- **Task objective**: Would you please copy every line of the material that follows, exactly as it reads?

- **Information given**:
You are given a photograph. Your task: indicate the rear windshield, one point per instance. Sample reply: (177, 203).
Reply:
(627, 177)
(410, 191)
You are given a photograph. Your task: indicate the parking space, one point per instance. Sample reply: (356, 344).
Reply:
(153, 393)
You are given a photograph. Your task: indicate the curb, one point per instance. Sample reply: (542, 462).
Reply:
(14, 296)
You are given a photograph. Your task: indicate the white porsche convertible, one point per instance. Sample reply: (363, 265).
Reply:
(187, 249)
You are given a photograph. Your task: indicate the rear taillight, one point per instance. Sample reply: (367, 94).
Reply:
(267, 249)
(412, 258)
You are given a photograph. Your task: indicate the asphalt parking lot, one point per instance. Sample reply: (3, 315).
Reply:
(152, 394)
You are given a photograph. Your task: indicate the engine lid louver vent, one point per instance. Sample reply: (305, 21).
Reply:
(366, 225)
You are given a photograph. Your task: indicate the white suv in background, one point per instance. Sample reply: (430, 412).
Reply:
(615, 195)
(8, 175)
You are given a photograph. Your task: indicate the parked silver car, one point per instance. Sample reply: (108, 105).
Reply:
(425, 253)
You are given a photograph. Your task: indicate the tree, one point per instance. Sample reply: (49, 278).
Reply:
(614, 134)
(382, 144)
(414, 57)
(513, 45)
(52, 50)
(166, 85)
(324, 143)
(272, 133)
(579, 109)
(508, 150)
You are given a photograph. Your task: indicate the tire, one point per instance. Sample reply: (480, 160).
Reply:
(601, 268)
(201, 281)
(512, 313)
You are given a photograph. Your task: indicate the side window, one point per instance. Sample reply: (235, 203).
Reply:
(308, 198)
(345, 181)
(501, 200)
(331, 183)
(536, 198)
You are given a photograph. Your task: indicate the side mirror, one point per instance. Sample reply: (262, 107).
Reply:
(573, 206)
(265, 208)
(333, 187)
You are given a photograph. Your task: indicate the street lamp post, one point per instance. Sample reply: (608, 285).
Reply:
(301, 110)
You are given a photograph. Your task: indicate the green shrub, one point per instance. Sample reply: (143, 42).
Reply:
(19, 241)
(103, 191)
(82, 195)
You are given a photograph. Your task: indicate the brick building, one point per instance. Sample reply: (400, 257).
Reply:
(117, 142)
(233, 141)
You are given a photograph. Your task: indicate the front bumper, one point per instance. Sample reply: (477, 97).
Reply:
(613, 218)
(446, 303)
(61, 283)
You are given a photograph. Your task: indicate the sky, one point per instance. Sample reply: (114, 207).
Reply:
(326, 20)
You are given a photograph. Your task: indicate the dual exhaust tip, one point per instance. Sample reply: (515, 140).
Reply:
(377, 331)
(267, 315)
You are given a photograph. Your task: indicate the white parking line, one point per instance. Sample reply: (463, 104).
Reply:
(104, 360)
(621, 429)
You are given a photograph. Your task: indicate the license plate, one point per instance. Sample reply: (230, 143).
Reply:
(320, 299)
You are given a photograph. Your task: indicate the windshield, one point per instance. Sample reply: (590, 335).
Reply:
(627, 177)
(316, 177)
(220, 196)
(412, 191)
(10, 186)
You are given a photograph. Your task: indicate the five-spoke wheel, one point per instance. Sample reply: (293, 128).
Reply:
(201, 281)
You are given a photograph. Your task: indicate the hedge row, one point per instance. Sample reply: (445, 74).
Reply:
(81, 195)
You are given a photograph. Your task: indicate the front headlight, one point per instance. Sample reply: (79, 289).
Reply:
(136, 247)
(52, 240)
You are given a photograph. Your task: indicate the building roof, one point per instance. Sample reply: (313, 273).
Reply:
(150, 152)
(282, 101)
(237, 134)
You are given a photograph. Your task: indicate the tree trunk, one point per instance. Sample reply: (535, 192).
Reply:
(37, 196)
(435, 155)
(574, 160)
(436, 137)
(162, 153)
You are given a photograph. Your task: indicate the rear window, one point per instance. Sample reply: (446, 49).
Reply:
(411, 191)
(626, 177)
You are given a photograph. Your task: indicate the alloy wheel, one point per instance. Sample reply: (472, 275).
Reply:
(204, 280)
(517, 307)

- **Response**:
You are given a photograph. Your task: indicate the rear windshield, one point per instance. Sample reply: (177, 203).
Reply:
(627, 177)
(410, 191)
You are given a photograph. Your task: indicate the parking space, one point per instance. Sample reply: (356, 344).
Reply:
(153, 393)
You are given a photograph. Your task: indicate the curb, one point per instance. Sample reply: (542, 462).
Reply:
(14, 296)
You are given a photograph. Your task: indicate the white porsche convertible, one point per instance. Sample reply: (363, 265).
Reply:
(187, 249)
You are given a photograph. Your task: indicate the rear taillight, one point per instance. Sample reply: (367, 94).
Reply:
(267, 249)
(412, 258)
You are given a photograph. Your task: indicate the asphalt parking lot, one point per instance. Sample reply: (3, 315).
Reply:
(152, 394)
You are given a photograph. Your task: indicate the engine lid louver vent, one point per instance. Sample reply: (305, 21).
Reply:
(366, 225)
You are given a photograph. Your task: indicate the white suv in background, one point per instance. Sample reply: (430, 412).
Reply:
(615, 195)
(8, 175)
You are given a photograph. Your task: indicate the parked silver car, one point per instance. Sample reply: (108, 105).
Reply:
(425, 253)
You are given a photograph. Your task: indicate the tree, one point per instance. Sample reply: (49, 278).
Reply:
(614, 134)
(382, 144)
(414, 57)
(513, 45)
(52, 50)
(166, 85)
(324, 143)
(272, 133)
(579, 109)
(508, 150)
You are given a photograph. Your task: indicate the tire, one point per instance. Sample reply: (480, 160).
Reply:
(601, 268)
(201, 281)
(512, 313)
You are given a photograph. Your task: indicate the side window, one point per instance. Sample reply: (235, 203).
Reply:
(308, 198)
(345, 181)
(501, 200)
(331, 183)
(536, 198)
You are given a photograph. Your task: indicate the side mirror, one point per instance. Sample reply: (262, 107).
Reply:
(573, 206)
(265, 208)
(333, 187)
You are given a photograph. Your task: indicate the street lamp post, one point per instance. Sample reply: (608, 285).
Reply:
(301, 110)
You are given a photograph. Your task: indicate the green shrub, one point per instance. Sample reply: (143, 42).
Reply:
(19, 241)
(103, 191)
(82, 195)
You are given a photograph. Your task: indicate the brick building, one point per instance. Sample reply: (400, 257).
Reply:
(117, 142)
(233, 141)
You are given a photograph. Your task: indicate the front bumper, one point per instance. Sample reply: (477, 97).
Reply:
(613, 218)
(446, 303)
(61, 283)
You are given a photograph. Your task: indicate the sky, one point per instance. Sample reply: (114, 207).
Reply:
(326, 20)
You are given a photograph. Your task: indicate the dual exhaust tip, one point per instance. Sample reply: (515, 140).
Reply:
(377, 331)
(267, 315)
You are given a photograph. Your task: indicate the white parking line, one point per instance. Sample reply: (463, 104).
Reply:
(104, 360)
(621, 429)
You are given a photograph. Your task: indicate the license plate, one point per instance. Sample reply: (230, 143).
Reply:
(320, 299)
You are given a photograph. Your task: indicate the windshield, one point per instance. Sample reply: (590, 335).
Reply:
(627, 177)
(316, 177)
(220, 196)
(412, 191)
(10, 186)
You are given a photograph. Your task: indicate the five-spoke wheel, one point per instance. Sample reply: (293, 128).
Reply:
(201, 281)
You are given a photograph. Your task: indicate the hedge row, one point per instance. Sample reply: (445, 74).
Reply:
(81, 195)
You are given a photograph. Your task: indicate the front headlight, one point per instance. Sample reply: (79, 289).
Reply:
(136, 247)
(52, 240)
You are given a photograph. Your task: indicate the building roof, one point per instance. Sample reply: (313, 273).
Reply:
(150, 152)
(282, 101)
(237, 134)
You are given a photograph. Your task: indicate the tree trunk, one point per instance. Sample reply: (535, 192).
Reply:
(37, 196)
(435, 155)
(574, 160)
(436, 137)
(162, 153)
You are given a photograph. Your task: indicate the rear window, one point per instance. Sample reply: (446, 49).
Reply:
(411, 191)
(626, 177)
You are given a photograph. Your task: indicate the alloy wheel, one point per instance. Sample reply: (472, 275).
Reply:
(204, 280)
(517, 307)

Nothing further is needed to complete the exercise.